To list the many different constituencies for whom the insights in Jan Cohen-Cruz’s Remapping Performance: Common Ground, Uncommon Partners would be concretely useful could exhaust the space of this review. That is partly the point, as Cohen-Cruz examines “cross-sector partnerships,” in which artists in the field of performance collaborate with partners from myriad other fields and disciplines with the hope of maximum social impact. She argues for the vitality of partnerships where “neither collaborator’s goals are attainable by their expertise alone” (3). In the process, Cohen-Cruz attempts to redraw what she describes as a commonly assumed map of US performance, one that has drastically underestimated the vastness and variety of the terrains where performance happens. Characterized by elegantly direct, critically generous, and intentionally accessible prose, Remapping Performance is ambitious in its scope, with practical, theoretical, and ethical applications for a wide range of audiences.

The book is divided into two parts: “Grounding” (Introduction, chapters 1–2) and “Platforms” (chapters 3–5 and a “Coda”). Cohen-Cruz is the core author, having composed the longer chapters forming the book’s spine, but she has invited interlocutors to engage with her in short essays and interviews. These partner pieces do not merely riff on the general subjects of the respective chapters they follow; they tend to engage directly their questions or case studies. For example, Cohen-Cruz pairs her introduction with an essay by applied theatre scholar Helen Nicholson, whose UK-based perspective on uncommon partnerships juxtaposes productively with Cohen-Cruz’s focus primarily (although certainly not exclusively) on US performance. The book’s theses reverberate in the structure; partnering to analyze partnership makes the whole more than the sum of its parts.

Chapter 1 charts what Cohen-Cruz frames as a relatively recent historical shift in US theatre: a move from the frequent assumption that a theatrical work can be aesthetic or social to an increasing recognition that performance can obviously be both. She examines an array of theatres— particularly with intimate connection to place—that have challenged aesthetic/social binaries. In the accompanying interview, she and theatre/university administrator and former American Theatre editor Todd London reflect on the imagined versus actual terrain of US theatre, with London giving particularly evocative wording to a question Cohen-Cruz ultimately explores in various ways across the text: “[W]hat is the real map of US theater and what is the one we carry around in our heads?” (61). Chapter 2 looks at a range of forms that partnership between performance and other fields can take. In the process, Cohen-Cruz deploys interdisciplinary scholar Julie Thompson Klein’s distinctions between terms like multidisciplinarity, interdisciplinarity, and transdisciplinarity, the three of which, to some extent, could be imagined as existing on a continuum of lesser to greater transgression of disciplinary boundaries. Klein is Cohen-Cruz’s partner in her companion essay that follows, elaborating on these terms and the value of conscious transcendence of disciplinary lines via intentional “boundary work” (89).

§

# [WORK ITEM A]
Count the lines in the records that contain the string "before", matching case exactly, and give only the number.

§

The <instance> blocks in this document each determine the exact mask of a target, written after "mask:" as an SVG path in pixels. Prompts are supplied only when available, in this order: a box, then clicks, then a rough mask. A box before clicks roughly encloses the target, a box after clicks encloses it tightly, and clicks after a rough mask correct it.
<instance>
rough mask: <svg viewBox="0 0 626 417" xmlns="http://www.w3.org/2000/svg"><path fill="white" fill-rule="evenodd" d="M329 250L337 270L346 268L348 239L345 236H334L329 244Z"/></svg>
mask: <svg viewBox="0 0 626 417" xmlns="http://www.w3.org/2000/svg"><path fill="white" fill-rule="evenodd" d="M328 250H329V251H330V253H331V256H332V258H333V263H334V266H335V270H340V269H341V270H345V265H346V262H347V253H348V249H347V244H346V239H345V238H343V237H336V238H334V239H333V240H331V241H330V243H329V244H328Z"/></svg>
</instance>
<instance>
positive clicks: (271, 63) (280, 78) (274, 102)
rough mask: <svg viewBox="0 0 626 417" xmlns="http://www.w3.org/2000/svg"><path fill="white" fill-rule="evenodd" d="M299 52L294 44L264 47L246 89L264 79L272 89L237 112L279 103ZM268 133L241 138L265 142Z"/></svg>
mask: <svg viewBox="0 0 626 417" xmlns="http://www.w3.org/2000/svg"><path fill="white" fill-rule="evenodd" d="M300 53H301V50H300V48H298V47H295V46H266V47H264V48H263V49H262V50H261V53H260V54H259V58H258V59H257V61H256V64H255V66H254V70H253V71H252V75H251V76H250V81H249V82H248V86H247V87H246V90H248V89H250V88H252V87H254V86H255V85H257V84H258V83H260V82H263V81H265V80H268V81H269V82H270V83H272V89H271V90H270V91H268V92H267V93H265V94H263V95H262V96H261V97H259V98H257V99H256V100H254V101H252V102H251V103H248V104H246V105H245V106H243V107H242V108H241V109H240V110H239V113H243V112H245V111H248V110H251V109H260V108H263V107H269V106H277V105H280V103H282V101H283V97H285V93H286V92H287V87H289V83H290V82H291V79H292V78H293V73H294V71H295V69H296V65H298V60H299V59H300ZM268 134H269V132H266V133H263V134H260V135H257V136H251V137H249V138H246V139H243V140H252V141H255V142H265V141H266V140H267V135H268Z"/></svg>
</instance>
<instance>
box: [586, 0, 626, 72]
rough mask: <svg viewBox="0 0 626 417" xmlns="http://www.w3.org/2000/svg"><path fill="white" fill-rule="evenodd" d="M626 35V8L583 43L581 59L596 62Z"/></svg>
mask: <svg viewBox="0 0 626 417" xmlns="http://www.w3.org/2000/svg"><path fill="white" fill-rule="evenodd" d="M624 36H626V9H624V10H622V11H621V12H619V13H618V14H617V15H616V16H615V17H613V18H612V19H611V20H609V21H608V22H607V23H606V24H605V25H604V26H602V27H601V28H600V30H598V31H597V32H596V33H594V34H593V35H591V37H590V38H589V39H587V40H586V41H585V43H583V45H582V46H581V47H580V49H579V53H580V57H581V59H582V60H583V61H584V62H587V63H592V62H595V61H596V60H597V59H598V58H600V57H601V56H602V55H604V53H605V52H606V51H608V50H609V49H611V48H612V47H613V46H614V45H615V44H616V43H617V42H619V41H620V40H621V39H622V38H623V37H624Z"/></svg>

§

# [WORK ITEM B]
Decide whether each statement agrees with the book review: (i) The book is divided into three parts. (ii) Helen Nicholson writes from a UK-based perspective. (iii) Todd London once edited American Theatre. Answer yes or no for each, quoting the deciding words of the review.

# [TASK RESPONSE A]
1

# [TASK RESPONSE B]
(i) No: "The book is divided into two parts"
(ii) Yes: "whose UK-based perspective on uncommon partnerships"
(iii) Yes: "former American Theatre editor Todd London"